Work order
Omit all pictures and give the records below again exactly as written.
────────────────
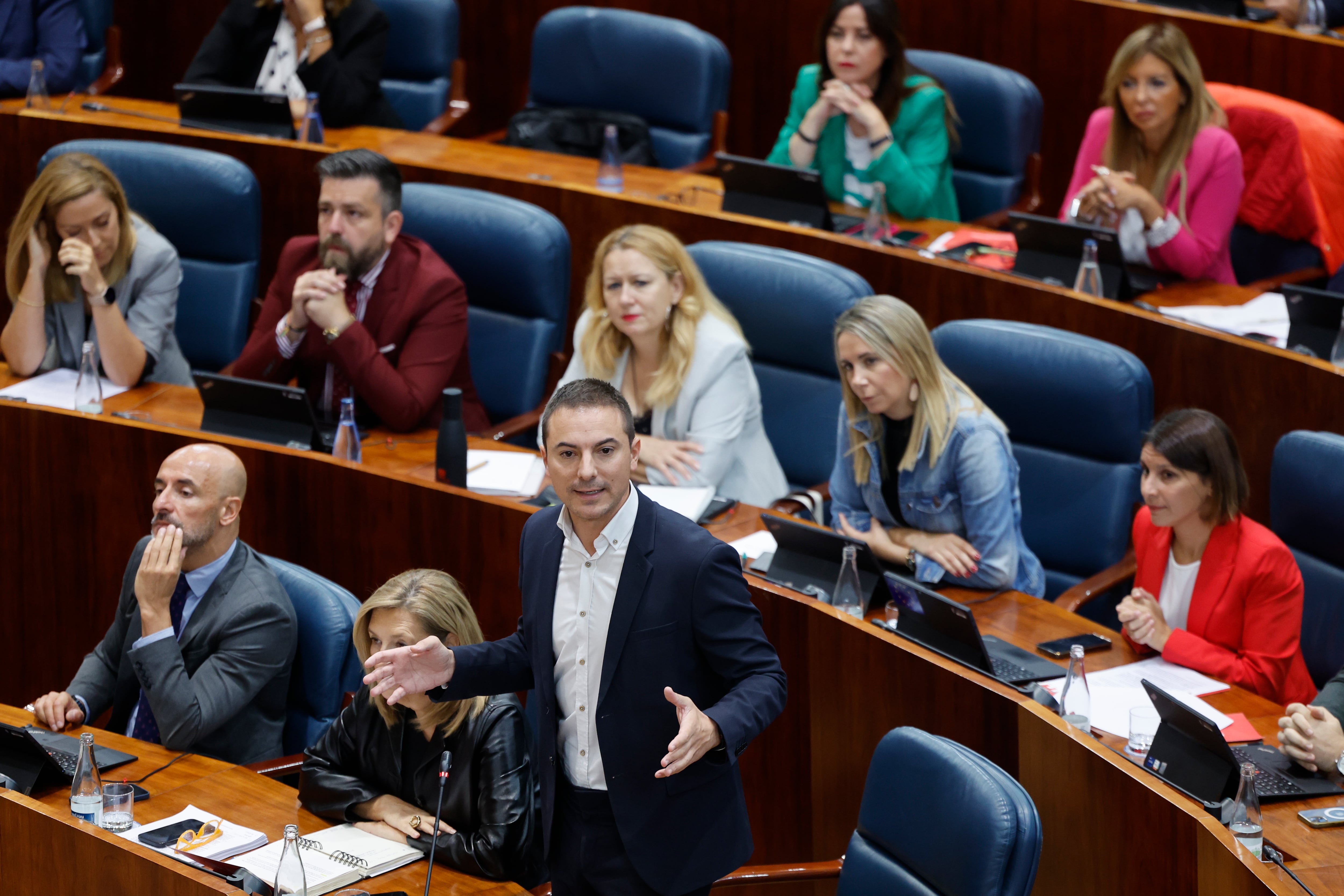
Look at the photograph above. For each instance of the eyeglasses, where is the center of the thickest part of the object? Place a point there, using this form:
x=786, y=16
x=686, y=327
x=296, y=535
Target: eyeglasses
x=191, y=839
────────────────
Solution below
Look at the photograph above. For each instance of the eyeglasses, where is the center of the thickest part of the object? Place a point there, using this form:
x=786, y=16
x=686, y=327
x=296, y=535
Target: eyeglasses
x=191, y=839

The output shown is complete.